→ **EXTRAIT RETENU**:
- - - - - - -

Déjeuner offert par le Regroupement des gens d'affaires et la Société d'expansion économique d'Ottawa-Carleton 
Le 18 juin 1996
À la fin de la semaine, je présiderai une réunion
des premiers ministres à Ottawa.
Cette réunion des premiers ministres ne sera pas dramatique. Nous ne jouerons pas à la roulette l'avenir du Canada. Ce
ne sera pas une rencontre où l'on joue le tout pour le
tout et qui tiendra les Canadiens rivés à leur téléviseur.
Et ce ne devrait pas l'être.
Cette réunion sera une étape, une étape dans
ce long périple qu'est le Canada. Notre pays se construit
au jour le jour, une étape après l'autre. Cela a
toujours été comme cela et il continuera d'en être
ainsi. Les grandes initiatives ont leur place, mais l'édification
d'un pays ne défraie pas souvent les pages mondaines. Et
vous savez tous que je ne suis pas porté sur les pages
mondaines.
C'est la technique des petits pas, des changements graduels. C'est
la démarche que nous avons adoptée à nos
deux autres réunions des premiers ministres. Et les deux
ont été couronnées de succès. La première
a débouché sur le programme de travaux d'infrastructure
et le concept d'Équipe Canada. La seconde a abouti à
un accord visant à réduire les entraves au commerce
intérieur.

- - - - - - -

Fiches d'annotation d'images:
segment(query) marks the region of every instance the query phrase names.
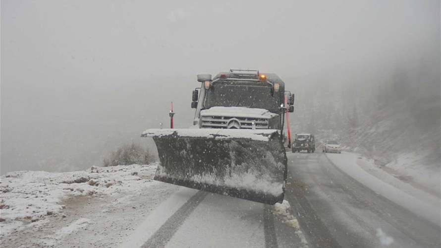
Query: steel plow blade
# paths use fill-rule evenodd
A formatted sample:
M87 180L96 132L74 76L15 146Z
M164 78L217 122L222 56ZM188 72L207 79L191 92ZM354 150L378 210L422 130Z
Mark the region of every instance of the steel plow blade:
M151 129L154 179L266 204L281 202L286 155L275 129Z

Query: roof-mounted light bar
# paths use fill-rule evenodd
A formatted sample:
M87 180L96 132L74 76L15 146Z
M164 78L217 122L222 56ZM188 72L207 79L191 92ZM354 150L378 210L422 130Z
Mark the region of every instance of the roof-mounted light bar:
M198 81L199 82L205 82L206 81L211 81L211 75L210 74L198 74Z

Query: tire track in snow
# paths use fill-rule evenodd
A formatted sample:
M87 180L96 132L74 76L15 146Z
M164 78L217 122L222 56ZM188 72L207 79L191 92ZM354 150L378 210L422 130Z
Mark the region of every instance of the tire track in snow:
M271 207L265 204L264 207L264 232L265 237L265 247L266 248L277 248L277 237L274 228L274 216Z
M208 192L199 191L191 197L158 229L141 247L164 247L179 227L204 200Z

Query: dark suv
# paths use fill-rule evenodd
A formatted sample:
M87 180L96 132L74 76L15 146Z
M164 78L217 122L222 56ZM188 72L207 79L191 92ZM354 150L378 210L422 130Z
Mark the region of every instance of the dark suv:
M311 133L299 133L295 135L295 139L291 147L292 152L300 152L304 150L314 152L316 150L316 143L314 134Z

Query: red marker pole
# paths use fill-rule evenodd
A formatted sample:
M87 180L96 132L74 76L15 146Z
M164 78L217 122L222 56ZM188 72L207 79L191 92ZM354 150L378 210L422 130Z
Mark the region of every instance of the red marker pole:
M288 106L288 98L285 95L285 106ZM288 133L288 147L291 147L291 127L289 126L289 112L286 111L286 133Z
M171 102L171 108L170 109L170 113L168 113L168 116L170 117L170 128L173 128L173 116L174 115L174 112L173 112L173 102Z

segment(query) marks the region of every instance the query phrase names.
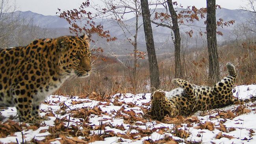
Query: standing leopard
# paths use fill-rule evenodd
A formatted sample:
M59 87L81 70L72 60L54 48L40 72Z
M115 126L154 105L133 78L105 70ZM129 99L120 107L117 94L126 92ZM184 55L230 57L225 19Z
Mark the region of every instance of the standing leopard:
M157 90L151 95L153 119L161 120L168 114L174 117L187 116L198 110L223 107L246 100L233 98L232 88L237 78L235 67L228 63L226 68L228 75L213 86L198 86L180 79L174 79L172 83L179 87L165 93Z
M20 122L47 118L40 106L68 78L90 74L89 38L64 36L0 49L0 106L15 106Z

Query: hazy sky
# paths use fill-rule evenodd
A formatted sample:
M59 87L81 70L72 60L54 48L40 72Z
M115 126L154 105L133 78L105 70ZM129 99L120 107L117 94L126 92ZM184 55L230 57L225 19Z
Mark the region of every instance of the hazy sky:
M85 0L9 0L11 3L16 2L17 10L24 11L30 11L45 15L56 15L58 8L62 10L77 8ZM206 0L176 0L186 8L187 5L195 5L197 7L206 7ZM245 6L246 0L216 0L216 4L222 7L228 9L239 9ZM100 4L99 0L91 0L91 3Z

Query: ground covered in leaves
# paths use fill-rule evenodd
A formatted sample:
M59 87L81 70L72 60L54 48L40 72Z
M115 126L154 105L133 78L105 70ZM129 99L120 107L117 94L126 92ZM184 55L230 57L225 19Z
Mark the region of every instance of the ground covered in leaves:
M256 85L235 90L234 96L249 98ZM51 119L38 124L19 122L15 108L1 110L0 143L256 143L255 102L160 122L144 115L150 95L50 95L41 115Z

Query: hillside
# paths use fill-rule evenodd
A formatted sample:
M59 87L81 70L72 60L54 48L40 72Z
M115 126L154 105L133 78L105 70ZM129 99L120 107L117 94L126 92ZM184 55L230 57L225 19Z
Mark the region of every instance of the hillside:
M178 12L183 9L177 9ZM153 10L151 10L153 11ZM163 9L158 9L156 11L161 12L164 11ZM21 18L28 20L33 20L33 24L39 25L41 28L47 29L49 31L55 31L57 32L49 32L48 37L56 37L61 35L70 34L69 32L68 27L69 26L67 22L64 19L60 18L57 16L44 16L43 15L32 13L30 11L26 12L17 11L15 14L19 15ZM250 13L247 11L241 10L230 10L222 8L221 9L217 9L216 11L216 18L218 20L219 18L223 18L224 21L227 21L234 20L235 21L234 25L229 27L225 27L223 29L218 28L218 30L221 31L224 34L223 36L217 36L217 40L219 44L221 44L225 41L232 41L234 40L235 37L232 34L232 31L234 25L241 23L244 22L246 19L250 16ZM205 27L204 21L206 19L200 19L198 21L196 21L193 23L186 23L185 25L180 25L180 32L182 36L187 39L187 48L195 47L205 46L205 38L197 36L198 35L197 31L205 31ZM97 19L94 20L96 24L100 23L104 26L104 29L109 30L112 36L117 38L117 40L107 43L105 39L98 38L95 36L93 39L96 42L96 46L102 47L106 52L109 51L110 49L113 52L119 54L130 54L132 46L127 41L124 37L124 34L116 22L112 20L106 19ZM139 25L142 23L142 18L140 16L139 20ZM133 18L124 21L124 23L128 26L128 29L132 32L134 32L134 25L135 22L135 18ZM155 24L152 24L152 28L156 49L161 47L161 48L157 51L158 54L171 52L173 50L173 43L171 41L170 29L162 27L156 27ZM189 31L193 28L194 32L193 36L191 38L187 38L188 36L185 34L186 32ZM139 49L142 51L146 51L145 45L145 39L144 34L144 30L142 27L138 32L138 44ZM132 38L131 36L128 37Z

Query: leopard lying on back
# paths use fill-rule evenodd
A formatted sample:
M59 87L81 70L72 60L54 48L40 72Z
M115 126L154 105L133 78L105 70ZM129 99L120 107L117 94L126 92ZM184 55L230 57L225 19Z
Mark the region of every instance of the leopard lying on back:
M232 88L237 78L235 67L227 63L228 75L213 86L198 86L180 79L172 83L179 87L165 93L157 90L152 94L151 110L153 119L161 120L169 114L171 117L188 116L198 110L219 108L241 100L233 98Z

- - - - - - -

→ **CONSIGNES**:
(a) D'après le discours du 18 juin 1996, sur quoi la première réunion des premiers ministres a-t-elle débouché ?
(b) Selon le discours du 18 juin 1996, pourquoi la réunion des premiers ministres de la fin de semaine ne doit-elle pas être dramatique ? Répondez en une à trois phrases.
(c) Rédigez la suite du discours du 18 juin 1996 sur la réunion des premiers ministres, à partir de sa dernière phrase.
Le matériel n'a aucun rôle à jouer ici.

→ **RÉSULTATS FINAUX**:
(a) Sur le programme de travaux d'infrastructure et le concept d'Équipe Canada.

(b) Cette réunion n'est qu'une étape dans le long périple qu'est le Canada, un pays qui se construit au jour le jour, une étape après l'autre. La démarche retenue est celle des petits pas et des changements graduels, déjà adoptée aux deux réunions précédentes, qui ont toutes deux été couronnées de succès.

(c)
Les Canadiens sont plus intéressés à voir
leurs premiers ministres travailler ensemble pour régler
les vrais problèmes qui touchent leur vie. Des questions
comme promouvoir les emplois et la croissance, protéger
notre environnement, protéger nos programmes sociaux, mettre
fin au gaspillage et au double emploi dans l'administration gouvernementale.
Il suffit de voir le succès remporté par l'Équipe
Canada. Les Canadiens aiment cette approche. Ils ont vu leurs
dirigeants politiques et les milieux d'affaires collaborer étroitement
pour promouvoir nos intérêts collectifs -- notamment
pour ouvrir des marchés et stimuler des investissements
qui seront synonymes d'emplois et de prospérité
pour tous. Je crois que c'est cet esprit qui devra animer notre
rencontre à la fin de la semaine.
La Réunion des premiers ministres devrait avoir trois grands
thèmes :
renforcer notre économie et promouvoir de bons emplois;
coopérer pour protéger et développer nos
programmes sociaux;
rendre nos gouvernements fédéral et provinciaux
plus efficaces, dans le cadre du renouvellement du fédéralisme.
Pour une raison quelconque, certains croient que cette réunion
des premiers ministres ne portera pas assez sur l'économie.
Cela est faux. Tout ce que nous allons y discuter a pour objectif
de favoriser le renforcement de l'économie et d'améliorer
le climat d'investissement. Si à l'issue de la réunion
tous les premiers ministres sont parvenus à montrer que
nous pouvons collaborer, cela sera très bénéfique
pour l'économie, le climat d'investissement et la création
d'emplois.
De fait, les gouvernements fédéral et provinciaux
ont travaillé sans relâche pour renforcer l'économie.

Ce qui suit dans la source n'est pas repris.